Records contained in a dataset
================================

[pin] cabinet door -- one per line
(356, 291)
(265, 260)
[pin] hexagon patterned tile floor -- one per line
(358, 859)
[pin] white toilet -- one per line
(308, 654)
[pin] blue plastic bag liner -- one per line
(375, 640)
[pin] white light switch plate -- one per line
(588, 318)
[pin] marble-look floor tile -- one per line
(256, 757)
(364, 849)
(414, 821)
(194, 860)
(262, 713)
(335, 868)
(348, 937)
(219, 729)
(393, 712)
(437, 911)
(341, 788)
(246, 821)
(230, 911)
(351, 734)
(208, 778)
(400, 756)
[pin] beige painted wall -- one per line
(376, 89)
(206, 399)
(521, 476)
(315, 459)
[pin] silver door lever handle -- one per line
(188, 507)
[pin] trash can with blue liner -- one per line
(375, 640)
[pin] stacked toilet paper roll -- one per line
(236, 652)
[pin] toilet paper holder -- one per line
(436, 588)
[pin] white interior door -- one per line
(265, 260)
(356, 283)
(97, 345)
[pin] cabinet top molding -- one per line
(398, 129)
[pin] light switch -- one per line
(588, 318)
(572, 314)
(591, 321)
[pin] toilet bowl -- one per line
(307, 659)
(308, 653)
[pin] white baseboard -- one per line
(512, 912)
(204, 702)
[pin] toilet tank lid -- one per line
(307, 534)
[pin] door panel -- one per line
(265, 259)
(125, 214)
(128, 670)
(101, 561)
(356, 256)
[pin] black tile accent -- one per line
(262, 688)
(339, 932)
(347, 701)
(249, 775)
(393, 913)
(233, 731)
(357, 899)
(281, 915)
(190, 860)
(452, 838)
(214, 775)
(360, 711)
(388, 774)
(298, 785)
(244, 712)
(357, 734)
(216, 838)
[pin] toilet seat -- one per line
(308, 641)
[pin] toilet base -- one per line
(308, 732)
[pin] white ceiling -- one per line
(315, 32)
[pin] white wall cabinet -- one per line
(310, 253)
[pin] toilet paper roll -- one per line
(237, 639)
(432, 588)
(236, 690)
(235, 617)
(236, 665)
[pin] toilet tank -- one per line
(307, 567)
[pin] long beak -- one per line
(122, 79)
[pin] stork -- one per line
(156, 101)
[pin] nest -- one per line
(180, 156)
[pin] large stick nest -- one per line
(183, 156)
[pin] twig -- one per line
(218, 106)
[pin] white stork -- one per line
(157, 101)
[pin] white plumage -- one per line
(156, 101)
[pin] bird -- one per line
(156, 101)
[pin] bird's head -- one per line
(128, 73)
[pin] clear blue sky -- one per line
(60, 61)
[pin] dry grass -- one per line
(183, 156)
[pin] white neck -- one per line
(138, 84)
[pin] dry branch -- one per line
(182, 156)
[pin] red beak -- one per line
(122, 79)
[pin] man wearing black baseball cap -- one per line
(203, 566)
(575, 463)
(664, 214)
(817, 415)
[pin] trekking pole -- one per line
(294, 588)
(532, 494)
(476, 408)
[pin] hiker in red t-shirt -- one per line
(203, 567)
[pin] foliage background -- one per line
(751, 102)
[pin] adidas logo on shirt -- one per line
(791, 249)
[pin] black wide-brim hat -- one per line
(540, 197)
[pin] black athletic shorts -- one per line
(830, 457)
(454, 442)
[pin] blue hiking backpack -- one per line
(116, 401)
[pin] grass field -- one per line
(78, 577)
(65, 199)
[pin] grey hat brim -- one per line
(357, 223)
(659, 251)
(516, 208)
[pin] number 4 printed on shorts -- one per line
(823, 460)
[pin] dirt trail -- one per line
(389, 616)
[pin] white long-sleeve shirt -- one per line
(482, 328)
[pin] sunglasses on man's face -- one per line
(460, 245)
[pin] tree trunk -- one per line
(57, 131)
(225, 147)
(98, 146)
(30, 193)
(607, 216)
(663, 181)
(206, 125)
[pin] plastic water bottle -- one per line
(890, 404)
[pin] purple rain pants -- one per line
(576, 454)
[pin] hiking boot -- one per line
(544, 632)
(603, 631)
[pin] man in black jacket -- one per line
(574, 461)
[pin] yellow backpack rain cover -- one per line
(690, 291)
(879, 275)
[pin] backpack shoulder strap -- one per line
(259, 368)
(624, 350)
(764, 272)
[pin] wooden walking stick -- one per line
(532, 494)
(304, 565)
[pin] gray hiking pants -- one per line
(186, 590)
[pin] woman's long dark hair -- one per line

================================

**Written instruction:** Every line of the data above should be copied exactly.

**Worked solution:**
[pin] cabinet door -- one per line
(356, 291)
(265, 260)
[pin] hexagon patterned tile floor -- one per line
(358, 859)
[pin] white toilet -- one per line
(308, 654)
[pin] blue plastic bag liner -- one per line
(375, 640)
[pin] white light switch plate -- one per line
(588, 318)
[pin] marble-look floor tile -- one per line
(256, 757)
(364, 849)
(414, 821)
(194, 860)
(262, 713)
(335, 868)
(348, 937)
(219, 729)
(393, 712)
(437, 911)
(341, 788)
(246, 821)
(230, 911)
(351, 734)
(208, 778)
(400, 756)
[pin] beige painted wall -- one per line
(376, 89)
(206, 399)
(521, 476)
(315, 459)
[pin] silver door lever handle -- one per line
(188, 507)
[pin] trash can with blue liner -- one per line
(375, 640)
[pin] stacked toilet paper roll -- one per line
(236, 652)
[pin] toilet paper holder -- one per line
(436, 588)
[pin] white interior door -- one per line
(265, 260)
(356, 283)
(97, 345)
[pin] cabinet top molding -- one per line
(398, 129)
[pin] light switch -- one per line
(588, 318)
(572, 314)
(591, 321)
[pin] toilet bowl -- one per line
(307, 659)
(308, 653)
[pin] white baseboard -- one per line
(512, 912)
(204, 702)
[pin] toilet tank lid -- one per line
(307, 534)
[pin] door panel -- one per line
(265, 259)
(125, 214)
(128, 670)
(101, 561)
(356, 256)
[pin] black tile accent -- one per line
(262, 688)
(339, 932)
(347, 701)
(249, 775)
(393, 913)
(233, 731)
(357, 899)
(281, 915)
(190, 860)
(452, 838)
(214, 775)
(360, 711)
(388, 774)
(298, 785)
(244, 712)
(357, 734)
(216, 838)
[pin] toilet seat -- one per line
(308, 641)
[pin] toilet base -- one per line
(308, 732)
[pin] white ceiling -- one per line
(315, 32)
[pin] white wall cabinet -- one per line
(310, 253)
[pin] toilet paper roll -- one per line
(237, 639)
(432, 588)
(236, 690)
(235, 617)
(236, 665)
[pin] toilet tank -- one per line
(307, 567)
[pin] long beak -- one per line
(122, 79)
[pin] stork -- one per line
(156, 101)
[pin] nest -- one per line
(180, 156)
[pin] large stick nest -- one per line
(183, 156)
[pin] twig -- one per line
(218, 106)
[pin] white stork -- one per line
(157, 101)
[pin] white plumage -- one per line
(156, 101)
[pin] bird -- one per line
(156, 101)
[pin] bird's head -- one per line
(128, 73)
[pin] clear blue sky -- one per line
(60, 61)
[pin] dry grass -- one per line
(183, 156)
[pin] white neck -- one per line
(138, 84)
[pin] dry branch -- one per line
(182, 156)
[pin] red beak -- one per line
(122, 79)
[pin] man wearing black baseball cap -- one per line
(203, 566)
(575, 463)
(664, 214)
(817, 415)
[pin] trekking pole -- one per line
(294, 588)
(532, 494)
(476, 408)
[pin] hiker in red t-shirt -- one per line
(203, 567)
[pin] foliage background -- one per line
(751, 102)
[pin] adidas logo on shirt -- one per line
(791, 249)
[pin] black wide-brim hat -- one per line
(540, 197)
[pin] black athletic shorts -- one per line
(830, 457)
(454, 442)
[pin] blue hiking backpack -- one per line
(116, 401)
[pin] grass field -- one per line
(78, 577)
(65, 199)
[pin] grey hat brim -- one per line
(357, 223)
(659, 251)
(516, 208)
[pin] number 4 printed on shorts -- one per line
(823, 460)
[pin] dirt trail -- one per line
(389, 616)
[pin] white long-sleeve shirt -- one per line
(482, 328)
[pin] sunglasses on man's face -- one per line
(460, 245)
[pin] tree trunk -- one per line
(57, 131)
(225, 147)
(98, 146)
(30, 193)
(607, 216)
(663, 181)
(206, 125)
[pin] plastic water bottle -- one per line
(890, 404)
[pin] purple rain pants -- one per line
(576, 454)
[pin] hiking boot -- one per line
(544, 632)
(603, 631)
[pin] man in black jacket -- one per line
(574, 461)
[pin] yellow backpack rain cover -- one per line
(690, 291)
(879, 275)
[pin] backpack shoulder strap -- one per line
(259, 368)
(624, 350)
(764, 272)
[pin] wooden walking stick -- one per line
(532, 494)
(304, 565)
[pin] gray hiking pants -- one per line
(186, 590)
[pin] woman's long dark hair -- one per line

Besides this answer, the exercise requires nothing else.